LISTED ENTRIES Start Marker

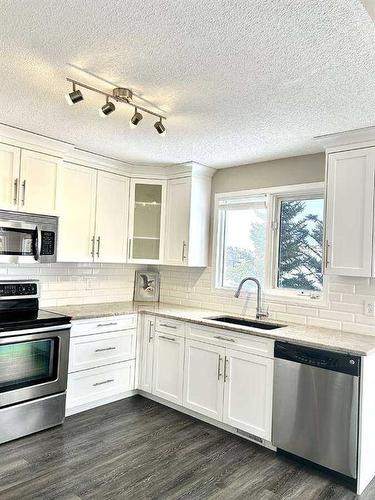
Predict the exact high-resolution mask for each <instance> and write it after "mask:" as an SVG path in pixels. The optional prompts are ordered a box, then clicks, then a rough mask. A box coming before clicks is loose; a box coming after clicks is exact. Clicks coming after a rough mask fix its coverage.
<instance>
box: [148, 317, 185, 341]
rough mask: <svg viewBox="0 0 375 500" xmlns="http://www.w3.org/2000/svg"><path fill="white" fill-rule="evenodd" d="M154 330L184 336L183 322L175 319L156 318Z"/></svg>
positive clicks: (156, 331)
mask: <svg viewBox="0 0 375 500" xmlns="http://www.w3.org/2000/svg"><path fill="white" fill-rule="evenodd" d="M155 331H156V332H160V333H169V334H172V335H177V336H178V337H184V336H185V323H184V322H183V321H178V320H175V319H168V318H158V317H156V320H155Z"/></svg>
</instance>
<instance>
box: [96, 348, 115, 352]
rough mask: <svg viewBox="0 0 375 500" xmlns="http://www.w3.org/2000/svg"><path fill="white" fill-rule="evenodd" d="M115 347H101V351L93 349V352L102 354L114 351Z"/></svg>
mask: <svg viewBox="0 0 375 500" xmlns="http://www.w3.org/2000/svg"><path fill="white" fill-rule="evenodd" d="M115 349H116V347H103V348H102V349H95V352H104V351H114V350H115Z"/></svg>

LISTED ENTRIES End Marker

§ YOUR ASSIGNMENT:
Swap "rough mask" for "coarse mask" in the data starting at the line that contains "</instance>" and ending at the end of the data, and give those lines again with everything else unchanged.

§ ANSWER FOR THE TASK:
</instance>
<instance>
box: [96, 348, 115, 352]
coarse mask: <svg viewBox="0 0 375 500" xmlns="http://www.w3.org/2000/svg"><path fill="white" fill-rule="evenodd" d="M115 347H101V351L93 349V352L102 354L114 351Z"/></svg>
mask: <svg viewBox="0 0 375 500" xmlns="http://www.w3.org/2000/svg"><path fill="white" fill-rule="evenodd" d="M115 349H116V347H103V348H102V349H95V352H104V351H114V350H115Z"/></svg>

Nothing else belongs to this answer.